*EXERCISE DIRECTIONS*: Exactly as written, please set down all of the entries again, with no pictures.

━━━━━━━━

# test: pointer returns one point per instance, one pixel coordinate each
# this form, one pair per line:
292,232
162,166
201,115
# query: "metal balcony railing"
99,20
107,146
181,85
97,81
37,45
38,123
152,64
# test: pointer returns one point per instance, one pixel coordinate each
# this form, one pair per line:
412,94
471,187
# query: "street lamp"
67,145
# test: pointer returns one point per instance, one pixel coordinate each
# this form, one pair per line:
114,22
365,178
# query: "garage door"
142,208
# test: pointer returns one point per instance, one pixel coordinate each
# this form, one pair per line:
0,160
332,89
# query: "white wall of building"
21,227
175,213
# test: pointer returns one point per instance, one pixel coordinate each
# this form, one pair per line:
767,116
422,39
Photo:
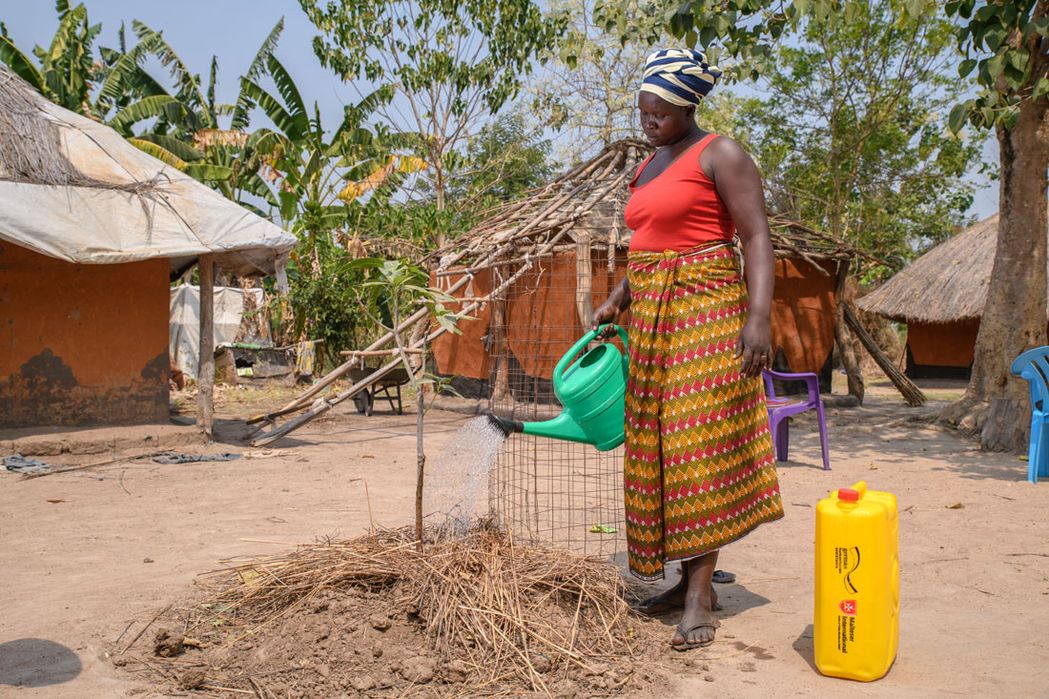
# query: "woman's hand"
606,313
755,345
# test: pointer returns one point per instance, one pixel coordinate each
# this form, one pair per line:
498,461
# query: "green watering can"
592,390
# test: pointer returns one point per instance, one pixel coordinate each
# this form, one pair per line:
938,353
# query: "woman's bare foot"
698,621
697,626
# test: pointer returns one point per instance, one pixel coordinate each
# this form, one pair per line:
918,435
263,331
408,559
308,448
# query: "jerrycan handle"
566,360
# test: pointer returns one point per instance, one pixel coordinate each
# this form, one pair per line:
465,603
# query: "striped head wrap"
680,76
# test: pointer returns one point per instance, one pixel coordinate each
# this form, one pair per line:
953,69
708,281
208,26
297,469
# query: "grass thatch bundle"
509,612
31,147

━━━━━━━━

*OUTPUT OF THE TASK*:
# test: pointer returns one point per instance, one pixel coordinate each
# this form, one pair per line:
292,232
162,166
201,115
# query: "metal balcony railing"
99,20
107,146
181,85
97,81
37,45
38,123
152,64
# test: pointer returns one point per instance, one pixel coordinate each
# this form, one pair per line:
412,94
471,187
# query: "street lamp"
67,145
# test: pointer returns one point per instance, one pixel coordinate each
# this form, one pair per line:
114,22
365,178
# query: "garage door"
142,208
# test: pointer returns one point per instance, one pixel coordinate each
# this form, one pair per line:
0,160
332,89
# query: "white wall of building"
21,227
175,213
# test: pointer returns one point per instance, one pixel coordinate each
# this form, one pair per line:
767,116
422,39
Photo:
# query: "woman's hand"
606,313
755,345
# test: pointer returns one point per instance, one pixel coordinate each
# this form, one pair per line:
498,461
# query: "green watering can"
592,390
# test: pointer returns one point per instance, one pixel coordinate each
# this form, one pair per line:
938,353
# query: "woman's bare foot"
698,621
697,626
# test: pointer returns one point per instance, one pixel coordinate each
# this form, one pair per line:
918,435
263,331
408,559
308,448
# query: "jerrycan handle"
566,360
# test: pointer returns one point per instance, one pixel coordinate each
# this form, one pair per line:
465,603
# query: "striped head wrap"
680,76
# test: pointer returns one point per instance, one pixel coordinate each
# this form, one pair per line:
953,69
708,281
208,26
297,469
# query: "grass thatch bundle"
509,612
31,147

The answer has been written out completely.